*Exercise instructions*: Reproduce, word for word and in full, the news report below about the man jailed for transporting cocaine.

Father-of-three jailed for transporting cocaine worth £4.5million

Police.
Police.

A drugs mule tasked with transporting 50kgs of cocaine worth £4.5million in order to pay off a £5,000 debt was today starting a five year prison sentence.

Joshua Anderson got into debt after a tumour on his bladder left him unable to work for three months and he was offered the chance to clear the £5,000 he owed by acting as a drugs courier.

At the last minute the Kempston father-of-three changed his mind and dumped two sports bags loaded with huge amounts of cocaine in a nearby hedge.

By then however the police were already alert to him, having spotted him speaking to a dealer and they arrested him when he went back to his car.

The massive quantity of cocaine found in Anderson’s car and in the bags that he dumped had a wholesale value of £2.5million and a street value of £4.5million, Reading Crown Court was told.

Anderson, who is 32 and lives in The Glen, admitted being concerned in the supply of a Class A drug.

The court heard he turned to drug running as a means of paying off a debt after his bouncy castle hire business failed to earn enough money to clear the £5,000 that he owed.

Robert Lindsey, prosecuting, told the court that Anderson came to police officers’ attention while acting “in a nervous and suspicious manner” in an area of Bracknell, Berks, that he said was “well known for drug dealing.”

Another man - who has not been identified or arrested - approached his red Vauxhall Astra car and together they drove away.

*Data to examine*:

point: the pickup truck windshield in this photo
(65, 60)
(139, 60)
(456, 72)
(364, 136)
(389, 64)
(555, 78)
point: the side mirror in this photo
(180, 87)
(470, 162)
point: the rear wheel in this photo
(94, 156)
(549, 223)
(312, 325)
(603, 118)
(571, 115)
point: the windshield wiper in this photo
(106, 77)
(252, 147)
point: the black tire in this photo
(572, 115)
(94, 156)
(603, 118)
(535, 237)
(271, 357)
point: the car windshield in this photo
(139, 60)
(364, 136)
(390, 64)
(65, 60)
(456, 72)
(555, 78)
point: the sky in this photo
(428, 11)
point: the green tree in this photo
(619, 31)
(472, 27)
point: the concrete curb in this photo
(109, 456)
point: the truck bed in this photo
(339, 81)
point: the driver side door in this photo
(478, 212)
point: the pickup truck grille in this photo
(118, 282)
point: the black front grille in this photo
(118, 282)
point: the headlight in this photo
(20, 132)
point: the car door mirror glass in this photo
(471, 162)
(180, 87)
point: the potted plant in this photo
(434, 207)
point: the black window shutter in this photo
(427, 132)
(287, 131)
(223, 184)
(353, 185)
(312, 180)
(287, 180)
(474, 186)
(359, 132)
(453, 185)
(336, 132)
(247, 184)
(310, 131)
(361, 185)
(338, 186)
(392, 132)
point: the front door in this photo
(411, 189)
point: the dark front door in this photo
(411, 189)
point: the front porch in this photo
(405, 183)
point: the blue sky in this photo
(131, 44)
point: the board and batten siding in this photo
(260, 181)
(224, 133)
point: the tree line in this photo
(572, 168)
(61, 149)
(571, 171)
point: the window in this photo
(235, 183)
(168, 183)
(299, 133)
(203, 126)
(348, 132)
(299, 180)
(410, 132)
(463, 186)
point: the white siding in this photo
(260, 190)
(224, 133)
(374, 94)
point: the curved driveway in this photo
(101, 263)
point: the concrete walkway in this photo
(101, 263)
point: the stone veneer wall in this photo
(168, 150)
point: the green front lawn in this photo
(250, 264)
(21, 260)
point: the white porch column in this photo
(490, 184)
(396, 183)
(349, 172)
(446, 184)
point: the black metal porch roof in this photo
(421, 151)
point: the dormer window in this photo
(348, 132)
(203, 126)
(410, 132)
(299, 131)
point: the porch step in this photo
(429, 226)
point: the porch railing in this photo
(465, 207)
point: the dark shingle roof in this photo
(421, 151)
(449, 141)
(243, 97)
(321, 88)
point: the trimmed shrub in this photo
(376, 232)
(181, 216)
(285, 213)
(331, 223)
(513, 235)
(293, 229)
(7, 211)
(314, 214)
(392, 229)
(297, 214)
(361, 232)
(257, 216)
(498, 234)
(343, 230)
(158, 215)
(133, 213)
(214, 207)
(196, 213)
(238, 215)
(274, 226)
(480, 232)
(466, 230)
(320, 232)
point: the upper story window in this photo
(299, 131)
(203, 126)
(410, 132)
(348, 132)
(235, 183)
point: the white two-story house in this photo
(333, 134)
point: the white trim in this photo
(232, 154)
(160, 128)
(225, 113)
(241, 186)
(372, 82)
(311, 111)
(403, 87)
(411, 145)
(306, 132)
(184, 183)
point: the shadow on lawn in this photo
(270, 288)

*Written response*:
Father-of-three jailed for transporting cocaine worth £4.5million

Police.
Police.

A drugs mule tasked with transporting 50kgs of cocaine worth £4.5million in order to pay off a £5,000 debt was today starting a five year prison sentence.

Joshua Anderson got into debt after a tumour on his bladder left him unable to work for three months and he was offered the chance to clear the £5,000 he owed by acting as a drugs courier.

At the last minute the Kempston father-of-three changed his mind and dumped two sports bags loaded with huge amounts of cocaine in a nearby hedge.

By then however the police were already alert to him, having spotted him speaking to a dealer and they arrested him when he went back to his car.

The massive quantity of cocaine found in Anderson’s car and in the bags that he dumped had a wholesale value of £2.5million and a street value of £4.5million, Reading Crown Court was told.

Anderson, who is 32 and lives in The Glen, admitted being concerned in the supply of a Class A drug.

The court heard he turned to drug running as a means of paying off a debt after his bouncy castle hire business failed to earn enough money to clear the £5,000 that he owed.

Robert Lindsey, prosecuting, told the court that Anderson came to police officers’ attention while acting “in a nervous and suspicious manner” in an area of Bracknell, Berks, that he said was “well known for drug dealing.”

Another man - who has not been identified or arrested - approached his red Vauxhall Astra car and together they drove away.